━━━━━ Data to use

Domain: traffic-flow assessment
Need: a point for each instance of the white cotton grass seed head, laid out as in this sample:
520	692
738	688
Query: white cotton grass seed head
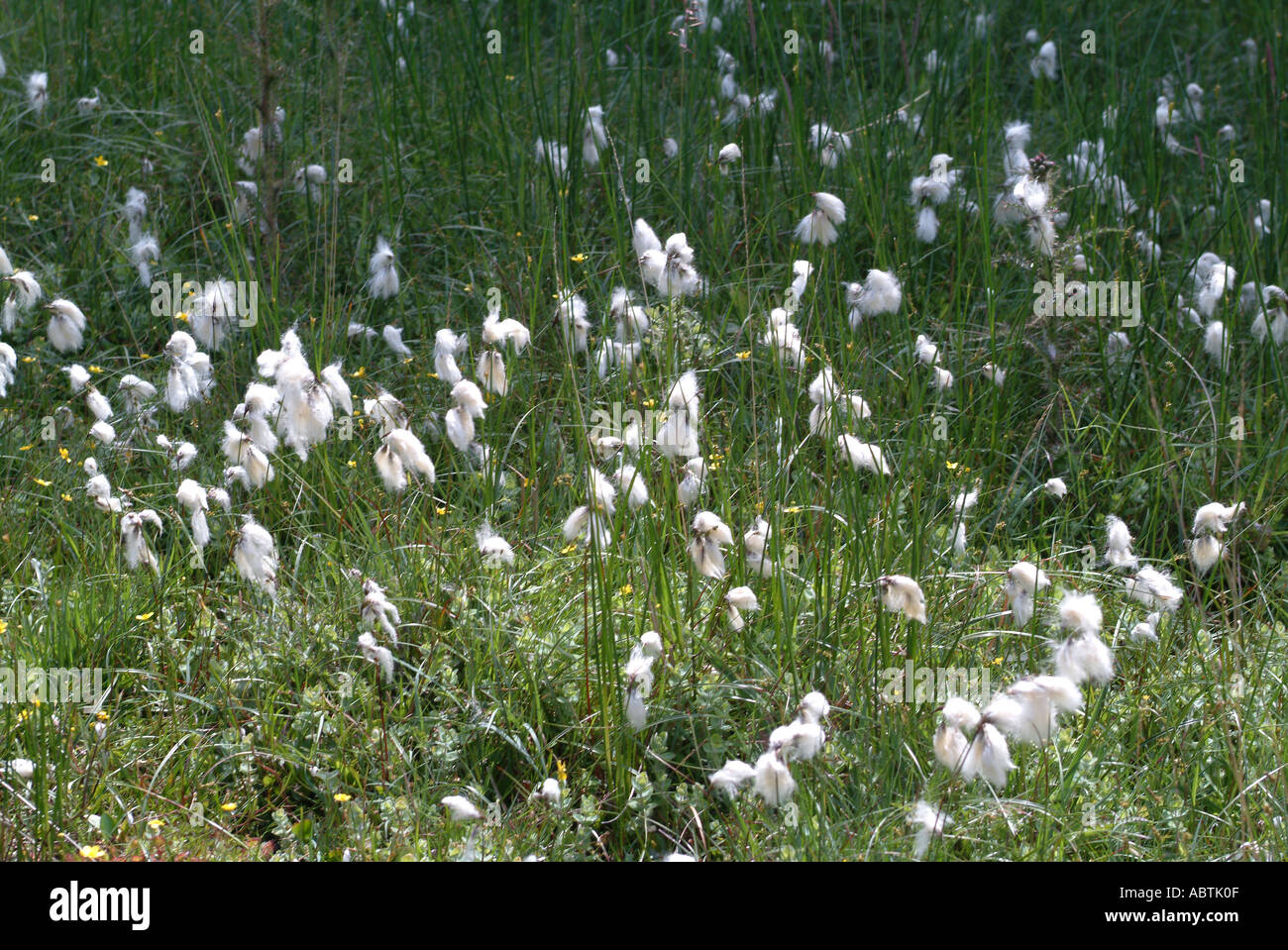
1080	613
462	808
901	593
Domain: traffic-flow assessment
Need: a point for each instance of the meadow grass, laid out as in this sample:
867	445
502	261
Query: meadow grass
235	718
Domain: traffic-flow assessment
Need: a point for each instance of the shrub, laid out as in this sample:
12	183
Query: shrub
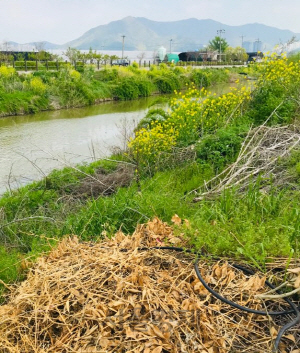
221	148
200	78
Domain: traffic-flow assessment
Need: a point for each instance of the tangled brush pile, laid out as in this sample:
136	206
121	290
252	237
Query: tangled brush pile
113	297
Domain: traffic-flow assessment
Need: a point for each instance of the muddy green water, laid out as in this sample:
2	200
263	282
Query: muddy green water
33	145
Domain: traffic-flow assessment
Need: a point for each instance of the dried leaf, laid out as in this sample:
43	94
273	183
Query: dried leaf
176	220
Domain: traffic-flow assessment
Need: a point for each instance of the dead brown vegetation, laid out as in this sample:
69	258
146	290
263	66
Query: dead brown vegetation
113	297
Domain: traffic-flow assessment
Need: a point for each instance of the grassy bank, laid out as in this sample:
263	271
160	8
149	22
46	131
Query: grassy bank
30	93
175	160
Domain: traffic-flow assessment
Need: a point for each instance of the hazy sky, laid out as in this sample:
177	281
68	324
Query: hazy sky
59	21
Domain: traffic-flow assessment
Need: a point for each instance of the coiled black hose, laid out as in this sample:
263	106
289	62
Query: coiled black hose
294	309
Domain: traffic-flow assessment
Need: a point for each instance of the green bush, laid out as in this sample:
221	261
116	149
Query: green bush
167	83
266	100
221	148
200	78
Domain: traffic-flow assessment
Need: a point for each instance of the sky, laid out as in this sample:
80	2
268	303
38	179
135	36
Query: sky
60	21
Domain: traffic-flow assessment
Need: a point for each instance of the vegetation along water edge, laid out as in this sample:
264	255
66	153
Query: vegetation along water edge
229	164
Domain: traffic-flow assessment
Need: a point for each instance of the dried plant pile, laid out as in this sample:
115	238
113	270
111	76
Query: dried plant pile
262	149
112	297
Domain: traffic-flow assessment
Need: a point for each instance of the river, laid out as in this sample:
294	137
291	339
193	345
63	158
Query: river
31	146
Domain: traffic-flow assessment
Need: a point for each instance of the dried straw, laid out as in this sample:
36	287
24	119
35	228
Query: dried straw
112	297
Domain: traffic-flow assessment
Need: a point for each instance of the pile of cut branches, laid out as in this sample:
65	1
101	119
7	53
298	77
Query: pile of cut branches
260	153
116	296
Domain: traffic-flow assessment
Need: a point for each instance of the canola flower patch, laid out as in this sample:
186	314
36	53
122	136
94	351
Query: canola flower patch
114	297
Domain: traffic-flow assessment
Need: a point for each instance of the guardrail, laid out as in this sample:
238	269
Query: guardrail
48	65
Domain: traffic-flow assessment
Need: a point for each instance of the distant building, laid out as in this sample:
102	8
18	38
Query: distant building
172	58
248	46
257	46
202	55
161	53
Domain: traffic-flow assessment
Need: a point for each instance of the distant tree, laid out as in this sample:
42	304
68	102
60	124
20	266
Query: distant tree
215	44
141	56
285	47
236	54
72	54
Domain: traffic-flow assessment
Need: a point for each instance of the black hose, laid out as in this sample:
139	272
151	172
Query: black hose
294	308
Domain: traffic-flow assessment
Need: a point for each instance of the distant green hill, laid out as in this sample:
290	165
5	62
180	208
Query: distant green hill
187	35
191	34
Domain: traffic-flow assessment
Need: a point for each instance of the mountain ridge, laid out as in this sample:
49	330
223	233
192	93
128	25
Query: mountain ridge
143	34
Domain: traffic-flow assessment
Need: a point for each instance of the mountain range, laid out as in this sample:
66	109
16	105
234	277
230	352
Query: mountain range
142	34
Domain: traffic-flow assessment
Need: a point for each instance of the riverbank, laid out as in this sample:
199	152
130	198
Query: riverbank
176	159
67	88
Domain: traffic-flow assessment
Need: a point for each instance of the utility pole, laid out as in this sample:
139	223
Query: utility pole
123	37
219	32
242	40
257	44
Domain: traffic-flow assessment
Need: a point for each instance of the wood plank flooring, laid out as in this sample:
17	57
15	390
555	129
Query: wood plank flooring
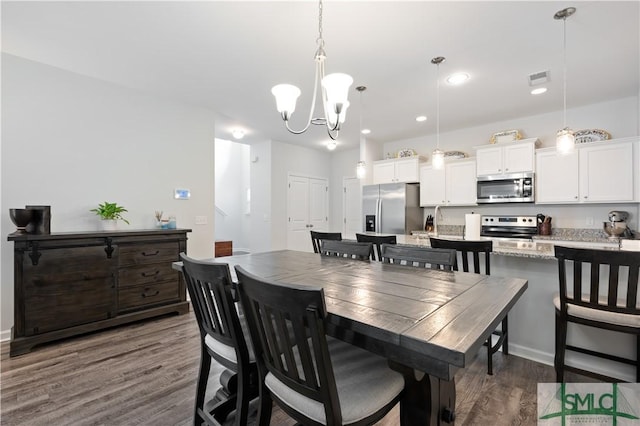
145	374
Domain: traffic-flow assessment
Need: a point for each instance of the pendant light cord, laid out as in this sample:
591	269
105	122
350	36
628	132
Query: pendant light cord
438	106
564	71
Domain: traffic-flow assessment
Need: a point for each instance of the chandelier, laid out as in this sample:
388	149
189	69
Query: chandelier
334	92
565	139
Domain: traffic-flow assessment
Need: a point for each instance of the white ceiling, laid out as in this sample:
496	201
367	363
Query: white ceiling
226	56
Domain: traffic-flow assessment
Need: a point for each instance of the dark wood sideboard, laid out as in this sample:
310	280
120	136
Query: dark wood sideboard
66	284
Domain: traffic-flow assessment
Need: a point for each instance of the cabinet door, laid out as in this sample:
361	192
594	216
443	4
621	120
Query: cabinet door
384	172
432	186
519	158
606	173
68	287
461	183
556	178
407	170
489	161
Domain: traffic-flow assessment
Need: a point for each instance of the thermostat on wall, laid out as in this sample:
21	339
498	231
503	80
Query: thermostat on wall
182	194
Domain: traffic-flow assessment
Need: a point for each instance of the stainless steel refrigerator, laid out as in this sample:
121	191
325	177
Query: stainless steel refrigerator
392	208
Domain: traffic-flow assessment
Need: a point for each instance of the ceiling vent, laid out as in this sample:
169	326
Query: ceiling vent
538	78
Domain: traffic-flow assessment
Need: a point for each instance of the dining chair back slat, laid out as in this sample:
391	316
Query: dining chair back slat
377	241
597	288
318	236
348	249
221	338
424	257
470	253
296	358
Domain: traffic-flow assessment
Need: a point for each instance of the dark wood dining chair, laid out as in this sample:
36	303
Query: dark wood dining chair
598	288
315	379
471	252
376	240
349	249
424	257
317	237
223	339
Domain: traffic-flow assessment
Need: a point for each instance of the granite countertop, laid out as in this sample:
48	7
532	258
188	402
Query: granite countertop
538	248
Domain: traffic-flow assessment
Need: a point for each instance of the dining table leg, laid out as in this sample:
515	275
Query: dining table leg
427	400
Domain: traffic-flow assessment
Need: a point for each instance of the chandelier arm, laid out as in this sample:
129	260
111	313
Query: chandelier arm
312	109
332	136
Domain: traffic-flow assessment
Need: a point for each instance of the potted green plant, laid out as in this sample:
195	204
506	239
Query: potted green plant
110	213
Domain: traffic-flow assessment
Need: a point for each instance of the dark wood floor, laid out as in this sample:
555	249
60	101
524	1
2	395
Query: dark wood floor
145	373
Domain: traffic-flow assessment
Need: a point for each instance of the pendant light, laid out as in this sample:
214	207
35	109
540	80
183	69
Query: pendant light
361	169
334	93
565	139
437	157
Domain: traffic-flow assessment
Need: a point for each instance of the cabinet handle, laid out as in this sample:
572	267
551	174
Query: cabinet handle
157	292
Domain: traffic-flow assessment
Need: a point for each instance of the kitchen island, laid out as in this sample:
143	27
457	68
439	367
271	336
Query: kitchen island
532	319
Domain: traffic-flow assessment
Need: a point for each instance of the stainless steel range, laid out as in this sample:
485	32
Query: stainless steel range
509	226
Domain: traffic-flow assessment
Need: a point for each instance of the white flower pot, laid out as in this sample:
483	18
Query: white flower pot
109	224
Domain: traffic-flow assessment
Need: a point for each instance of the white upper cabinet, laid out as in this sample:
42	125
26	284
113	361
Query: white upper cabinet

━━━━━━━━━━

Exercise details —
Images are to be left out when the records above are written out again exactly.

Written response —
Domain: traffic-flow assessment
Need: a point for each instance of the white cotton grass seed head, laid out as in this sample:
520	692
738	688
Query: white cotton grass seed head
1080	613
462	808
901	593
Domain: traffic-flow assessment
Need: a point for each instance of the meadow grass, laid out as in this sample:
867	445
502	261
Query: meadow grass
235	718
Domain: traffic-flow assessment
Need: a point for each instance of the shrub, laid out as in this sample:
12	183
Query: shrub
221	148
200	78
Domain: traffic-flow assessment
Need: a point for each instance of the tangled brush pile, laid out as in this sample:
136	206
121	290
252	237
Query: tangled brush pile
113	297
Domain: traffic-flow assessment
Need: a point for each instance of the muddy green water, laid out as in this sample:
2	200
263	282
Query: muddy green water
33	145
Domain: traffic-flow assessment
Need: a point for each instance of the dried leaf, laid out as in this sample:
43	94
273	183
Query: dried leaf
176	220
Domain: traffic-flow assessment
Need: a point for each instance of the dead brown vegetation, laid out as in this sample:
69	258
146	290
263	66
Query: dead brown vegetation
113	297
Domain: traffic-flow assessment
Need: a point for each instance of the grassy bank, laid out as in this sample:
263	271
160	8
149	22
46	131
Query: grassy bank
30	93
175	160
Domain: traffic-flow assessment
Need: a point for each instance of the hazy sky, laid out as in this sample:
177	281
68	324
Query: hazy sky
59	21
Domain: traffic-flow assessment
Need: a point for each instance of the coiled black hose, laid out as in this sample:
263	106
289	62
Query: coiled black hose
294	309
Domain: traffic-flow assessment
Need: a point for each instance of the green bush, laid out as in this sample:
221	261
116	149
Query: green bush
167	83
266	100
221	148
200	78
Domain: traffic-flow assessment
Need: a point for each instance of the sky, laid out as in this sample:
80	2
268	303
38	179
135	36
Query: sky
60	21
Domain: traffic-flow assessment
Need: a point for each instance of the vegetation along water edge, laid out as in this sample:
264	255
66	153
Query: vegetation along water edge
229	164
Domain: traffic-flow assessment
Need: a point for each instance of the dried plant pile, laid out as in this sample:
115	238
113	270
111	76
Query: dried plant pile
262	149
112	297
Domain: traffic-flow assessment
Need: a point for each instance of the river, laid out as in this sample:
294	137
291	339
193	345
63	158
Query: river
31	146
Domain: traffic-flow assessment
Need: a point for each instance of the dried straw, laid out as in this sample:
36	287
24	119
35	228
Query: dried straw
112	297
Domain: traffic-flow assessment
Need: a point for each instance of the pile of cut branches, laid out as in this sample:
65	1
101	119
7	53
298	77
Query: pile of cut branches
260	153
116	296
Domain: traffic-flow assessment
Need: a point for each instance of the canola flower patch, laid out as in this sample:
186	314
36	53
122	136
94	351
Query: canola flower patch
114	297
Domain: traffic-flow assessment
Need: a point for each instance of the guardrail, laid out as in this sample:
238	269
Query: guardrail
48	65
Domain: traffic-flow assessment
Need: a point for each instance of the distant building, laid out as in this sample:
102	8
18	38
Query: distant building
172	58
248	46
257	46
202	55
161	53
Domain: traffic-flow assessment
Need: a point for each instance of the distant tree, laid out as in this sample:
42	304
68	102
60	124
20	266
Query: distant tree
215	44
141	56
285	47
236	54
72	54
Domain: traffic-flow assessment
Need: a point for each instance of the black hose, laid out as in this sample:
139	272
151	172
Query: black hose
294	308
Domain: traffic-flow assessment
Need: a point for each instance of the distant green hill, laid out as in this sample:
290	165
5	62
180	208
Query: distant green hill
187	35
191	34
Domain: traffic-flow assessment
Need: a point for each instance of the mountain ridge, laid out as in this sample:
49	330
223	233
192	93
128	25
Query: mountain ridge
143	34
Domain: traffic-flow assessment
Need: a point for each instance of the mountain range, laid out as in this sample:
66	109
16	105
234	277
230	352
Query: mountain range
142	34
Domain: traffic-flow assessment
Need: a point for each instance of the riverbank, laid out as in this sample:
199	152
130	198
Query: riverbank
176	159
67	88
Domain: traffic-flow assessment
Need: a point for each instance of the utility pole, laid out as in this sample:
139	223
Query: utility pole
123	37
219	32
242	40
257	44
Domain: traffic-flow assessment
Need: a point for each instance of the wood plank flooring, laid out as in this sample:
17	57
15	390
555	129
Query: wood plank flooring
145	374
Domain: traffic-flow assessment
Need: a point for each instance of the pendant light cord, laid out as in this sample:
591	269
105	122
350	36
628	132
Query: pendant light cord
438	106
564	71
Domain: traffic-flow assessment
Need: a point for each instance of the chandelier, laid out as in this sample:
388	149
189	69
Query: chandelier
334	92
565	139
Domain: traffic-flow assessment
Need: a point for each instance of the white ceiling, laid out as in this sample:
496	201
367	363
Query: white ceiling
226	56
Domain: traffic-flow assessment
Need: a point for each instance of the dark wood sideboard, laid out as in this sample:
310	280
120	136
Query: dark wood sideboard
66	284
Domain: traffic-flow assessment
Need: a point for each instance of the cabinet door, laid out as in this sample:
361	192
594	216
443	4
621	120
Query: cabinet door
384	172
432	186
519	158
606	173
68	287
461	183
556	178
407	170
489	161
Domain: traffic-flow assessment
Need: a point for each instance of the thermostat on wall, laid out as in this sample:
21	339
498	231
503	80
Query: thermostat on wall
182	194
Domain: traffic-flow assessment
Need: a point for each instance of the stainless steel refrigerator, laid out as in this sample:
121	191
325	177
Query: stainless steel refrigerator
392	208
Domain: traffic-flow assessment
Need: a point for each instance of the ceiling vent, laid out as in this sample:
169	326
Query: ceiling vent
538	78
Domain: traffic-flow assessment
Need: a point for each instance of the dining chair back slat, laid out as in this sample:
391	316
Query: dining chair back slat
377	241
597	288
318	236
348	249
221	338
424	257
470	253
296	358
Domain: traffic-flow assessment
Need: a point for each instance of the dark wood dining chair, laid out as in this sample:
36	303
Query: dark wood dining chair
598	288
315	379
471	252
376	240
349	249
424	257
317	237
223	339
Domain: traffic-flow assessment
Need: a point for each instance of the granite countertop, laid out as in this sample:
48	7
532	258
188	402
Query: granite countertop
538	248
Domain: traffic-flow assessment
Need: a point for each instance of the dining table leg, laid out as in this sample:
515	275
Query: dining table leg
427	400
Domain: traffic-flow assessment
Need: a point for each instance of the chandelier arm, laid out as in this sample:
129	260
111	313
Query: chandelier arm
312	109
332	136
Domain: traffic-flow assessment
Need: a point for each instance of the potted green plant, laid out as in this sample:
195	204
506	239
Query: potted green plant
110	213
Domain: traffic-flow assessment
Need: a point for each instance of the dark wood floor, laid out as in this sample:
555	249
60	101
524	1
2	395
Query: dark wood floor
145	373
Domain: traffic-flow assessment
Need: a point for each instance of the pendant light, laid out as in this sample:
214	207
35	109
540	80
183	69
Query: pendant light
361	169
334	93
565	139
437	157
Domain: traffic-flow assessment
Need: a point for each instance of the cabinet handle, laid out as in this sample:
572	267
551	174
Query: cabinet handle
157	292
Domain: traffic-flow assessment
Need: a point for each instance of the kitchen island, laid out as in this sample:
143	27
457	68
439	367
271	336
Query: kitchen island
532	319
Domain: traffic-flow assessment
Need: a point for each instance of the stainless steel range, laid out as in this sample:
485	32
Query: stainless steel range
509	226
Domain: traffic-flow assessment
Need: a point for each instance of the white flower pot, laid out as in this sample:
483	18
Query: white flower pot
109	224
Domain: traffic-flow assessment
Need: a point for each instance of the white upper cabinet, laid out as in this sample:
42	125
26	284
113	361
Query: white upper cabinet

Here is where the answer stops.